[CHALLENGE 1]: From the passage on claim preclusion in ERISA contribution cases, list every test for comparing causes of action that it names.
[CHALLENGE 2]: Extend the passage on claim preclusion in ERISA contribution cases by writing what comes next after its final sentence.

-------- SUPPLIED TEXT

On the other hand, the Ninth Circuit, Tenth Circuit, and a significant number of district courts in the Second Circuit have all reached the opposite conclusion. See Int'l Union of Operating Engineers-Employers Const. Indus. Pension, Welfare & Training Trust Funds v. Karr, 994 F.2d 1426, 1427 (9th Cir. 1993); May v. Parker-Abbott Transfer and Storage, Inc., 899 F.2d 1007 (10th Cir. 1990); King v. Galluzzo Equip. & Excavating, Inc., No. 00 CV 6247 (ILG), 2001 WL 1402996, at *7 (E.D.N.Y. Nov. 8, 2001) (collecting district court cases in the Second Circuit). The court in King synthesized this line of cases. First, King noted that Industrial Gear did not apply the broader "transactional" test that has emerged as the majority approach in the federal courts. King, 2001 WL 1402996 at *8 (discussing Industrial Gear). Next, the court pointed out that the right to contributions, audits, and other benefits were all derived from the same CBA that provided the factual predicate for the ERISA claims in both actions. Id. at *9. Finally, the court noted that "the facts supporting this new allegation arose prior to the filing of the original complaint—it was only [plaintiffs'] awareness of these facts that came later." Id. (internal quotation marks and citations omitted). Because of these factors, the Court determined that a later audit did not affect the preclusive effect of a previous case dealing with delinquent contributions for the same time periods.

In Industrial Gear, the D.C. Circuit acknowledged the "primary right" test and the "identity of the cause of action" test, but declined to explicitly accept either one. Industrial Gear, 723 F.2d at 948.

----------------
-------- RAW DATA

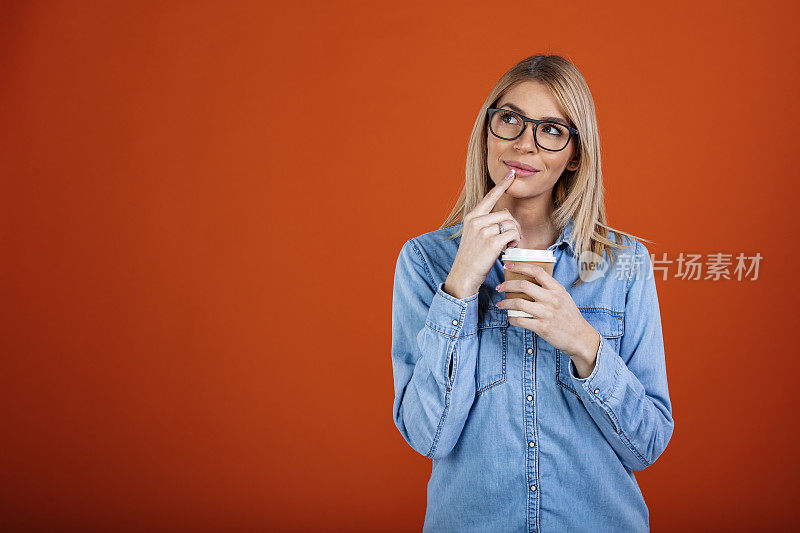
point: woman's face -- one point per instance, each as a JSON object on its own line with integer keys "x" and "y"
{"x": 533, "y": 100}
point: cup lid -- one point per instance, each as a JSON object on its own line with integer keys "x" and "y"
{"x": 517, "y": 254}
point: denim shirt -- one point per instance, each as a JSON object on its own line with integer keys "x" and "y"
{"x": 517, "y": 441}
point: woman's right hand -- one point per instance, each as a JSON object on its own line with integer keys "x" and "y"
{"x": 482, "y": 242}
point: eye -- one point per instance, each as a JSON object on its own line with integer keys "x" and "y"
{"x": 553, "y": 129}
{"x": 509, "y": 118}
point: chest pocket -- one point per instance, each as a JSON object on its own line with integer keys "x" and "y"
{"x": 609, "y": 324}
{"x": 492, "y": 348}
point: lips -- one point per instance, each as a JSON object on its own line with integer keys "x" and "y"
{"x": 521, "y": 166}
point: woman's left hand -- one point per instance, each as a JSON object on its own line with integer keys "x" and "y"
{"x": 558, "y": 320}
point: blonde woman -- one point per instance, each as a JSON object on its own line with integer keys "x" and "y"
{"x": 532, "y": 424}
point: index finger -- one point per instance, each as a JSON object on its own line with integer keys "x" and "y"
{"x": 484, "y": 207}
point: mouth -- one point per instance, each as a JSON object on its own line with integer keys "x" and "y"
{"x": 522, "y": 170}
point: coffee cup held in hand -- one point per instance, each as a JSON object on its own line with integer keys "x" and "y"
{"x": 544, "y": 258}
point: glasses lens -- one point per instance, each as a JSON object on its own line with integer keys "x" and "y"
{"x": 506, "y": 124}
{"x": 552, "y": 135}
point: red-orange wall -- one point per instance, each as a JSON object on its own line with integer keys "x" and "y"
{"x": 202, "y": 204}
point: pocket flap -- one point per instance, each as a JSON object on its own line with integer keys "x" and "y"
{"x": 607, "y": 323}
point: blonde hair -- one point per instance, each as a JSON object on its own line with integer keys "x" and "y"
{"x": 578, "y": 194}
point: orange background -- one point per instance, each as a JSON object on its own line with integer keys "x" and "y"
{"x": 203, "y": 203}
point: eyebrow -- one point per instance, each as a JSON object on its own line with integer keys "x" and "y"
{"x": 521, "y": 112}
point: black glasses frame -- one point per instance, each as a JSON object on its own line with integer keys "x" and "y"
{"x": 573, "y": 132}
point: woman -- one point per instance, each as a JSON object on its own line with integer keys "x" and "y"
{"x": 532, "y": 423}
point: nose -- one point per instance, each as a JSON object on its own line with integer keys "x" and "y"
{"x": 526, "y": 141}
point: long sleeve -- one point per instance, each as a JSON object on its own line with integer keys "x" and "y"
{"x": 434, "y": 356}
{"x": 626, "y": 393}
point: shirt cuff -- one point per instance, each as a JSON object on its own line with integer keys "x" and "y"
{"x": 453, "y": 316}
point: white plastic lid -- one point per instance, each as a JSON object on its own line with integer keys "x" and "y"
{"x": 517, "y": 254}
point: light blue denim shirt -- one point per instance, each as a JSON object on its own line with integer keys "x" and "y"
{"x": 517, "y": 441}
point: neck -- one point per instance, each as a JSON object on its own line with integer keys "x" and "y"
{"x": 535, "y": 215}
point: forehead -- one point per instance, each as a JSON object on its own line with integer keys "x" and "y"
{"x": 534, "y": 98}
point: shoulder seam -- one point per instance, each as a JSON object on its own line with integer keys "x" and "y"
{"x": 424, "y": 263}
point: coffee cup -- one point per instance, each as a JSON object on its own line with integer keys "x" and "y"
{"x": 544, "y": 258}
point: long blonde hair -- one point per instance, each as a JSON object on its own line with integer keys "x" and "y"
{"x": 578, "y": 194}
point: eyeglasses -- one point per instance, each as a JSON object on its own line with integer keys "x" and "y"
{"x": 548, "y": 135}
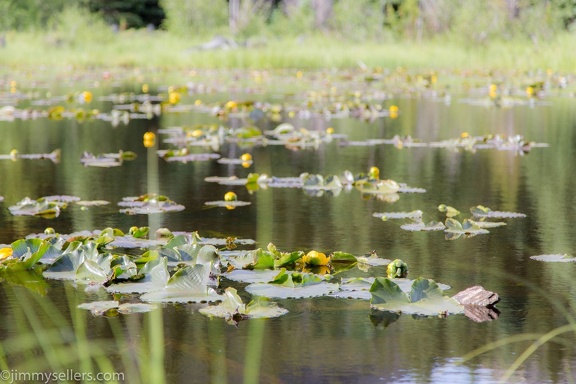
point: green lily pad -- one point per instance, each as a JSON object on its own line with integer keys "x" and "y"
{"x": 222, "y": 203}
{"x": 485, "y": 212}
{"x": 286, "y": 286}
{"x": 113, "y": 308}
{"x": 556, "y": 258}
{"x": 233, "y": 309}
{"x": 149, "y": 204}
{"x": 252, "y": 276}
{"x": 188, "y": 285}
{"x": 399, "y": 215}
{"x": 425, "y": 298}
{"x": 421, "y": 226}
{"x": 155, "y": 278}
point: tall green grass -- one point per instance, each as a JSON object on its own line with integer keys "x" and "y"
{"x": 161, "y": 50}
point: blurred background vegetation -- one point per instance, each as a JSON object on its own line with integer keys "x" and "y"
{"x": 185, "y": 24}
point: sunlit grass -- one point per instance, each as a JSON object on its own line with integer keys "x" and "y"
{"x": 47, "y": 340}
{"x": 141, "y": 49}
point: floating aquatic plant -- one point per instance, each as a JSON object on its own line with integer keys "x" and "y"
{"x": 14, "y": 155}
{"x": 113, "y": 308}
{"x": 106, "y": 160}
{"x": 425, "y": 298}
{"x": 233, "y": 309}
{"x": 556, "y": 258}
{"x": 188, "y": 285}
{"x": 291, "y": 285}
{"x": 397, "y": 268}
{"x": 485, "y": 212}
{"x": 455, "y": 229}
{"x": 42, "y": 207}
{"x": 149, "y": 203}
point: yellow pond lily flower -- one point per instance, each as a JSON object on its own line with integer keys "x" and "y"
{"x": 316, "y": 258}
{"x": 5, "y": 253}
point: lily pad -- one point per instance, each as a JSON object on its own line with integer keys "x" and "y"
{"x": 286, "y": 286}
{"x": 92, "y": 203}
{"x": 425, "y": 298}
{"x": 555, "y": 258}
{"x": 399, "y": 215}
{"x": 155, "y": 278}
{"x": 148, "y": 204}
{"x": 485, "y": 212}
{"x": 188, "y": 285}
{"x": 223, "y": 203}
{"x": 421, "y": 226}
{"x": 112, "y": 308}
{"x": 233, "y": 309}
{"x": 252, "y": 276}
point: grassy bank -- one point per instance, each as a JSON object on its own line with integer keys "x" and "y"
{"x": 147, "y": 50}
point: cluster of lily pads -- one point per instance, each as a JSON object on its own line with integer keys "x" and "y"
{"x": 51, "y": 206}
{"x": 477, "y": 224}
{"x": 186, "y": 268}
{"x": 515, "y": 143}
{"x": 214, "y": 136}
{"x": 369, "y": 184}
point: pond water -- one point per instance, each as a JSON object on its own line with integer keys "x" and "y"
{"x": 321, "y": 339}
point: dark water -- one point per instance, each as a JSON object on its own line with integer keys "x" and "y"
{"x": 326, "y": 339}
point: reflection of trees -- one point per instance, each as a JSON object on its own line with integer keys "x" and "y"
{"x": 539, "y": 184}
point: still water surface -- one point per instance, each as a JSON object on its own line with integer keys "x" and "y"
{"x": 327, "y": 339}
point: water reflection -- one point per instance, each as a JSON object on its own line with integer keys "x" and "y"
{"x": 335, "y": 338}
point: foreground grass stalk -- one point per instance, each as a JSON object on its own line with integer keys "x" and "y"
{"x": 155, "y": 367}
{"x": 532, "y": 348}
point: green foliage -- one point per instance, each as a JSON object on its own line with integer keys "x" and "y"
{"x": 128, "y": 13}
{"x": 31, "y": 14}
{"x": 195, "y": 17}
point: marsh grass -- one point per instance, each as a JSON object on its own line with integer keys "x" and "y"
{"x": 44, "y": 339}
{"x": 161, "y": 50}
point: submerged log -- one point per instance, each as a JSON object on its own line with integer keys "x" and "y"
{"x": 478, "y": 303}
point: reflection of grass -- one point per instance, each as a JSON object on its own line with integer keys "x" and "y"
{"x": 537, "y": 339}
{"x": 162, "y": 50}
{"x": 44, "y": 339}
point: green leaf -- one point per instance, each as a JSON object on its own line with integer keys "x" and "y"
{"x": 343, "y": 257}
{"x": 263, "y": 259}
{"x": 384, "y": 291}
{"x": 287, "y": 258}
{"x": 424, "y": 289}
{"x": 23, "y": 246}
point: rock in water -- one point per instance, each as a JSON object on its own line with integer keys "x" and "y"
{"x": 478, "y": 303}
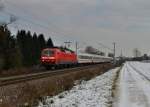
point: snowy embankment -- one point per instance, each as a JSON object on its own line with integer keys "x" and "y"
{"x": 134, "y": 85}
{"x": 93, "y": 93}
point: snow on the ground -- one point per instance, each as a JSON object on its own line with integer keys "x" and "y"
{"x": 134, "y": 85}
{"x": 93, "y": 93}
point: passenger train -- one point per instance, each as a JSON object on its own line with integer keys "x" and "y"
{"x": 58, "y": 57}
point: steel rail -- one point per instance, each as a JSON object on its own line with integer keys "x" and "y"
{"x": 27, "y": 77}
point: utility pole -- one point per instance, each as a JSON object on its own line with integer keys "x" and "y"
{"x": 67, "y": 44}
{"x": 76, "y": 47}
{"x": 114, "y": 58}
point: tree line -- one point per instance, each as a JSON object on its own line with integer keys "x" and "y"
{"x": 22, "y": 49}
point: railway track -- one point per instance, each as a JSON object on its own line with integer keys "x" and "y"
{"x": 27, "y": 77}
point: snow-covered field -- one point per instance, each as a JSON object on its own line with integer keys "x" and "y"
{"x": 134, "y": 85}
{"x": 94, "y": 93}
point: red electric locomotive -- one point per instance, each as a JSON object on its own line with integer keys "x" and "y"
{"x": 58, "y": 57}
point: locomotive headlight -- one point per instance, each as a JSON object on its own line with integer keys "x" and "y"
{"x": 51, "y": 58}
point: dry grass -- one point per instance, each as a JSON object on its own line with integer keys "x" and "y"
{"x": 29, "y": 93}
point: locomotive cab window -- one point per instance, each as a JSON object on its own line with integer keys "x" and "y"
{"x": 48, "y": 53}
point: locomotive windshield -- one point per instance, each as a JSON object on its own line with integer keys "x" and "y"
{"x": 47, "y": 53}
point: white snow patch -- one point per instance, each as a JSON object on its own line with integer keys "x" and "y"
{"x": 134, "y": 85}
{"x": 93, "y": 93}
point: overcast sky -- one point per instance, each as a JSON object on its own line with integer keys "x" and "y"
{"x": 126, "y": 22}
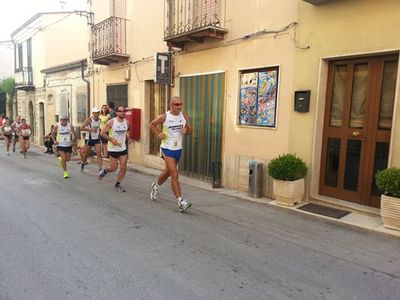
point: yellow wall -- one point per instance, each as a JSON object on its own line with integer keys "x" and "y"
{"x": 334, "y": 30}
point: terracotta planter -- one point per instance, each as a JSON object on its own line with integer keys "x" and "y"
{"x": 288, "y": 192}
{"x": 390, "y": 212}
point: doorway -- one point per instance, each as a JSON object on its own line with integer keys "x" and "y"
{"x": 357, "y": 127}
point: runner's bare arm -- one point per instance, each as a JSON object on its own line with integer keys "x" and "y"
{"x": 106, "y": 129}
{"x": 154, "y": 126}
{"x": 54, "y": 134}
{"x": 73, "y": 133}
{"x": 85, "y": 124}
{"x": 188, "y": 128}
{"x": 128, "y": 133}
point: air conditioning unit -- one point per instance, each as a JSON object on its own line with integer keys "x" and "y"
{"x": 127, "y": 74}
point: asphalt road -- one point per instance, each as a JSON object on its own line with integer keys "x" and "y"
{"x": 78, "y": 239}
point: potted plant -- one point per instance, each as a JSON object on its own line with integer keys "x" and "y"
{"x": 288, "y": 172}
{"x": 388, "y": 181}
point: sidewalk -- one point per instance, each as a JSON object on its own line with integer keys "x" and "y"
{"x": 359, "y": 220}
{"x": 363, "y": 221}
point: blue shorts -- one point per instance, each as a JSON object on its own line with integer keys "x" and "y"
{"x": 171, "y": 153}
{"x": 92, "y": 142}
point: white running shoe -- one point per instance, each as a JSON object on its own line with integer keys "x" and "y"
{"x": 183, "y": 205}
{"x": 154, "y": 191}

----------------

[EXERCISE ANSWER 1]:
- The "transactional" test
- The "primary right" test
- The "identity of the cause of action" test

[EXERCISE ANSWER 2]:
In considering these issues, the Court declines to apply Industrial Gear and instead follows the countervailing trend of caselaw in the Second, Ninth, and Tenth Circuits. At its core, the doctrine of claim preclusion is undergirded by principles of judicial economy and finality that prevent litigants from continuing to bring needless litigation. Parklane Hosiery, 439 U.S. at 326; see also Shoup v. Bell & Howell, 872 F.2d 1178, 1182 (4th Cir. 1989) (finding that claim preclusion "rests on a determination that justice is better served by attributing finality to judgments . . . than by second efforts at improved results."). In that respect, the doctrine places a burden on the plaintiff to bring all of their claims at once rather than litigating them in a piecemeal fashion.

Plaintiffs nonetheless argue that, "[i]t was only as a result of the audit subsequent to the Prior Litigation that the Funds learned Defendant owed additional contributions beyond what the Funds had been forced to estimate [the amount of the contributions] due to Defendant's failure to submit contribution reports and failure to appear in the Prior Litigation." Opp'n at 8. They further argue that, even if claim preclusion applies to the excess delinquent fees of $256.56, it cannot apply to the $1,600 in audit fees because the Funds incurred these fees after the final judgment in the Prior Litigation. As such, they argue that Defendant "did not even become liable until after the audit was completed in 2016." Id.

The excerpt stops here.